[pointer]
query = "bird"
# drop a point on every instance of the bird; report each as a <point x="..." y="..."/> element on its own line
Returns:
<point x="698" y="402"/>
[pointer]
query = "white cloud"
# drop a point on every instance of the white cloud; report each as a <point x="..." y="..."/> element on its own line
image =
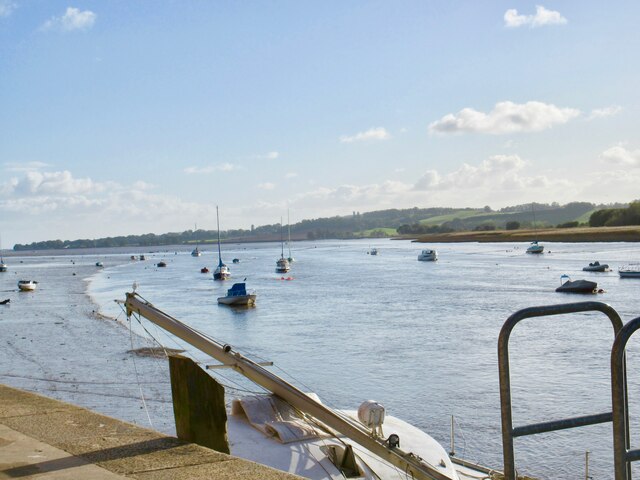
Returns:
<point x="378" y="133"/>
<point x="7" y="7"/>
<point x="506" y="117"/>
<point x="73" y="19"/>
<point x="619" y="155"/>
<point x="266" y="156"/>
<point x="223" y="167"/>
<point x="541" y="18"/>
<point x="605" y="112"/>
<point x="25" y="166"/>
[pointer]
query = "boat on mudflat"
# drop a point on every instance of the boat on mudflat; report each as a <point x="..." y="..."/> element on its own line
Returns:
<point x="238" y="295"/>
<point x="27" y="285"/>
<point x="535" y="247"/>
<point x="576" y="286"/>
<point x="629" y="271"/>
<point x="428" y="256"/>
<point x="596" y="267"/>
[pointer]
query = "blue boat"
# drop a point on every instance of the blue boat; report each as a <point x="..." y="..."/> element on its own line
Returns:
<point x="238" y="295"/>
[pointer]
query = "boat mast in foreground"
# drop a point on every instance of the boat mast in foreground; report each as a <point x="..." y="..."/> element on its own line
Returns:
<point x="410" y="465"/>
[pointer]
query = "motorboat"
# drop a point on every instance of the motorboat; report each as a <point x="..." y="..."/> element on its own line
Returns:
<point x="238" y="295"/>
<point x="27" y="285"/>
<point x="294" y="431"/>
<point x="535" y="247"/>
<point x="221" y="272"/>
<point x="629" y="271"/>
<point x="576" y="286"/>
<point x="428" y="256"/>
<point x="596" y="267"/>
<point x="282" y="265"/>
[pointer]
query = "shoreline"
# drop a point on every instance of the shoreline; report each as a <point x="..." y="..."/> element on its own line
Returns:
<point x="565" y="235"/>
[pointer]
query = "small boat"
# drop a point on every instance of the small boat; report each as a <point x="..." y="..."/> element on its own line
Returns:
<point x="282" y="264"/>
<point x="238" y="295"/>
<point x="428" y="256"/>
<point x="596" y="267"/>
<point x="221" y="272"/>
<point x="629" y="271"/>
<point x="576" y="286"/>
<point x="535" y="247"/>
<point x="27" y="285"/>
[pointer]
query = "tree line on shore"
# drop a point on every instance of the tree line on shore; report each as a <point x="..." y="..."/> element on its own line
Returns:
<point x="412" y="221"/>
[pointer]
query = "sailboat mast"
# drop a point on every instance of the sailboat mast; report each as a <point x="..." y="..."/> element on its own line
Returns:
<point x="281" y="240"/>
<point x="218" y="224"/>
<point x="288" y="234"/>
<point x="412" y="465"/>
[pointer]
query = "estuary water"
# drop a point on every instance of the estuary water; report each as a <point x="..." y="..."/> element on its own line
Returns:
<point x="419" y="337"/>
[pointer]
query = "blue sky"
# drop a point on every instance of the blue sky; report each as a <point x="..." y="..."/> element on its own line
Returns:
<point x="128" y="117"/>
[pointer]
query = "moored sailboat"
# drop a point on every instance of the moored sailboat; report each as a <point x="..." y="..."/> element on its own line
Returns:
<point x="282" y="264"/>
<point x="222" y="271"/>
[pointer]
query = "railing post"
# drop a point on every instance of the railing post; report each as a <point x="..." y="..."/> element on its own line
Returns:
<point x="508" y="432"/>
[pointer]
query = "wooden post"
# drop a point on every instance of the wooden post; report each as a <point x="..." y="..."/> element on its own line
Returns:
<point x="198" y="405"/>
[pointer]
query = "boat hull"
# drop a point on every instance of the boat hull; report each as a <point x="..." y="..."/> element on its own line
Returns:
<point x="238" y="300"/>
<point x="578" y="286"/>
<point x="27" y="286"/>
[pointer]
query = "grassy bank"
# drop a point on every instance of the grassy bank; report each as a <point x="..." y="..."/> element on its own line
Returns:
<point x="583" y="234"/>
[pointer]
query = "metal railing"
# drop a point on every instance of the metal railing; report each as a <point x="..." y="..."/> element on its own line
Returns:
<point x="622" y="455"/>
<point x="508" y="431"/>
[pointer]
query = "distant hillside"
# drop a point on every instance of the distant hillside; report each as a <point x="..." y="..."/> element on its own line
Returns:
<point x="381" y="223"/>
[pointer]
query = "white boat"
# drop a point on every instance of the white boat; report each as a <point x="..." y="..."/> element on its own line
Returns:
<point x="535" y="247"/>
<point x="221" y="272"/>
<point x="27" y="285"/>
<point x="282" y="264"/>
<point x="596" y="267"/>
<point x="238" y="295"/>
<point x="629" y="271"/>
<point x="294" y="431"/>
<point x="428" y="256"/>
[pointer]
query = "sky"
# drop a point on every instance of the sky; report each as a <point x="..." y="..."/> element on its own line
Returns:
<point x="128" y="117"/>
•••••
**What is being asked**: Determine how many lines in the records contain the string "white". Reply with that number alone.

**Exercise response**: 4